## DATA FOR PROCESSING:

>> begin

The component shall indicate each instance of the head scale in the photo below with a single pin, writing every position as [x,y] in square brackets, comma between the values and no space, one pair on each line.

>> end
>> begin

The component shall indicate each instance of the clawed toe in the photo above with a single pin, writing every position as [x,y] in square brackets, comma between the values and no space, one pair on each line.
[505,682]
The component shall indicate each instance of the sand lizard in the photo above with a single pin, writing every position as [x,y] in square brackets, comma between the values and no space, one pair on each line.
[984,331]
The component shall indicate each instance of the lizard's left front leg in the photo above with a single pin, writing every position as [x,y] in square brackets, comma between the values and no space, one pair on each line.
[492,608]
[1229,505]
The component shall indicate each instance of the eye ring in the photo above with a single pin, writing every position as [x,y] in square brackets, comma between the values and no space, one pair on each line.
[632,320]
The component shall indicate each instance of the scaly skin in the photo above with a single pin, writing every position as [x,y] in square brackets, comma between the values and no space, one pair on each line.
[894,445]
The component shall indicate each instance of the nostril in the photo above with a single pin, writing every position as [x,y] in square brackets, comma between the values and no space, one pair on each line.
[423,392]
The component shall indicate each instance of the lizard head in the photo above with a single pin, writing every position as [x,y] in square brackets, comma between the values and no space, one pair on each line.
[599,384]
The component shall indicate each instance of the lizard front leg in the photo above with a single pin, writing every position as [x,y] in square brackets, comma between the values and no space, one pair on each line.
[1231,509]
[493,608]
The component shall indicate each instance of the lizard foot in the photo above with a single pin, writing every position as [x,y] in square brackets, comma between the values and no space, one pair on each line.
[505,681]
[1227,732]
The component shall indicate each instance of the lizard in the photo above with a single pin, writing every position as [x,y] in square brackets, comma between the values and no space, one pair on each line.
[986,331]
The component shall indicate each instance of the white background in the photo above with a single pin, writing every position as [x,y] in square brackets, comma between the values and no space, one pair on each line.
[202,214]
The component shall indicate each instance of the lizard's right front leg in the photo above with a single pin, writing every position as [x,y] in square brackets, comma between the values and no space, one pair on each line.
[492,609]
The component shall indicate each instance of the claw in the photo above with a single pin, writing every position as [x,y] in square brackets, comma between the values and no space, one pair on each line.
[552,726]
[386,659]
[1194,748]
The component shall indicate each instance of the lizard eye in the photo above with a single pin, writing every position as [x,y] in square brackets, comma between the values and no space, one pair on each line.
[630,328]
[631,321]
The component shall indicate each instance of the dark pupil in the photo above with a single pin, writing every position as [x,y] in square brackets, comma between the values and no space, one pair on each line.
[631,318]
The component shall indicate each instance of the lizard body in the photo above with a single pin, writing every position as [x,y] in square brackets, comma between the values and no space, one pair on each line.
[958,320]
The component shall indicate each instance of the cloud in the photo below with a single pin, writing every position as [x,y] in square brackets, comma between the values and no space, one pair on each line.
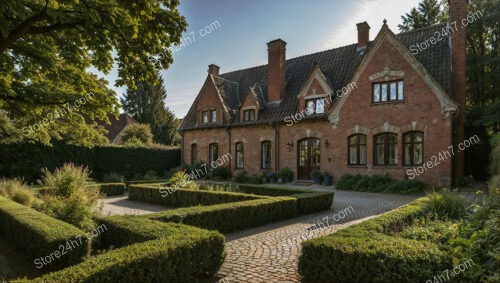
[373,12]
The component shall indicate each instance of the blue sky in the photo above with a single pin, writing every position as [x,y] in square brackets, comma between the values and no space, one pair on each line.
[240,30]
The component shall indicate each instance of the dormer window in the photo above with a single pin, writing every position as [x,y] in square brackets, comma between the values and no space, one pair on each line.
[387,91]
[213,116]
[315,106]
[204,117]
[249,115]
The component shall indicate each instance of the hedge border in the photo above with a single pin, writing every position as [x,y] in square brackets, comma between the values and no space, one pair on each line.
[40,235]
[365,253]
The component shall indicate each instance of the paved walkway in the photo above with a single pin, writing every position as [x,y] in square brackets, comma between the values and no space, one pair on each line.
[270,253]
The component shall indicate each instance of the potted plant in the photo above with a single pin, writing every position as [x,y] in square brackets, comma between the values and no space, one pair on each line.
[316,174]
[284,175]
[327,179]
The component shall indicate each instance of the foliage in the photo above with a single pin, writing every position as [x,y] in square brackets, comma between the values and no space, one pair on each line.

>> end
>> begin

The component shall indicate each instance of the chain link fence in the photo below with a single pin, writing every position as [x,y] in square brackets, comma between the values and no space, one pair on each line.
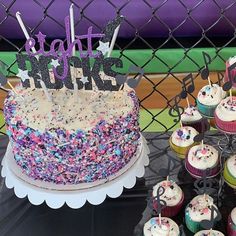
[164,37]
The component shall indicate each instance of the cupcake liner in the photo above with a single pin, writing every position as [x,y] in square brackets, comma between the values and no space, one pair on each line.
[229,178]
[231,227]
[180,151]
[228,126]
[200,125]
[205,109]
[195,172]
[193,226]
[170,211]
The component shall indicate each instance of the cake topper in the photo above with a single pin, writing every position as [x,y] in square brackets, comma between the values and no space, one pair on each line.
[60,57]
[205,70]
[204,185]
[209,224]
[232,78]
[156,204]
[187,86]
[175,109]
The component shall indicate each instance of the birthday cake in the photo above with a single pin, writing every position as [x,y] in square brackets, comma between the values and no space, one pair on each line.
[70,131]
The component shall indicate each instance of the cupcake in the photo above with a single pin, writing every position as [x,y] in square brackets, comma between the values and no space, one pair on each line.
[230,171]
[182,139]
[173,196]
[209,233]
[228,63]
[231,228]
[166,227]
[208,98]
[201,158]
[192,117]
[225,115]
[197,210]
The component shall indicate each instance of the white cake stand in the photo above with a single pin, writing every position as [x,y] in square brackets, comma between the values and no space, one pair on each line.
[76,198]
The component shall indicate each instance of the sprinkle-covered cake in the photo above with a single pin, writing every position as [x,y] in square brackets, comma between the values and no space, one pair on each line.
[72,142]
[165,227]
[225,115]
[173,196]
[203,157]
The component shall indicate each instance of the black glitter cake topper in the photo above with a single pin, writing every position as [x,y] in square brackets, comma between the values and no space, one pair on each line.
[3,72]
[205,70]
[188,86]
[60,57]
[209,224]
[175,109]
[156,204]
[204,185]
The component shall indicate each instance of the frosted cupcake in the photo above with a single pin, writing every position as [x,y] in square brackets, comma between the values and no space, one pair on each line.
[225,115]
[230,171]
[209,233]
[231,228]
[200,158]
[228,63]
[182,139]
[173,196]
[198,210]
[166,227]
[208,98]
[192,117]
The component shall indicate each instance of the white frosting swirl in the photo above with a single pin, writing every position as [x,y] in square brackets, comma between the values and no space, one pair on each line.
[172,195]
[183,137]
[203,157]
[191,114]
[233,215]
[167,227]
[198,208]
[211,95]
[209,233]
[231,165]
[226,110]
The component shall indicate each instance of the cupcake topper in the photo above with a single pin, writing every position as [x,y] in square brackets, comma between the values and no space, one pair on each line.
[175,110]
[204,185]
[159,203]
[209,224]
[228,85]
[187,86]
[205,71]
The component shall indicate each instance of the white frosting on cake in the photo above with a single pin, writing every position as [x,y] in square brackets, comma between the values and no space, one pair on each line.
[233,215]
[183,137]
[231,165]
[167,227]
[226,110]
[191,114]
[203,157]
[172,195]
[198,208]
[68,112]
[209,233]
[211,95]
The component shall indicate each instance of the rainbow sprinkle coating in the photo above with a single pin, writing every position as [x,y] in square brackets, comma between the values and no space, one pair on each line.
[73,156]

>> end

## EXERCISE OBJECTIVE:
Pull out each line in the items above that contains the string "chain". Matching is case-sensitive, so uppercase and lowercase letters count as different.

## EXERCISE ANSWER:
The component shall indicate each instance of the chain link fence in the photo below with a single pin, writing every position as [x,y] in square brackets, comma between the values and no space, one pair on each line.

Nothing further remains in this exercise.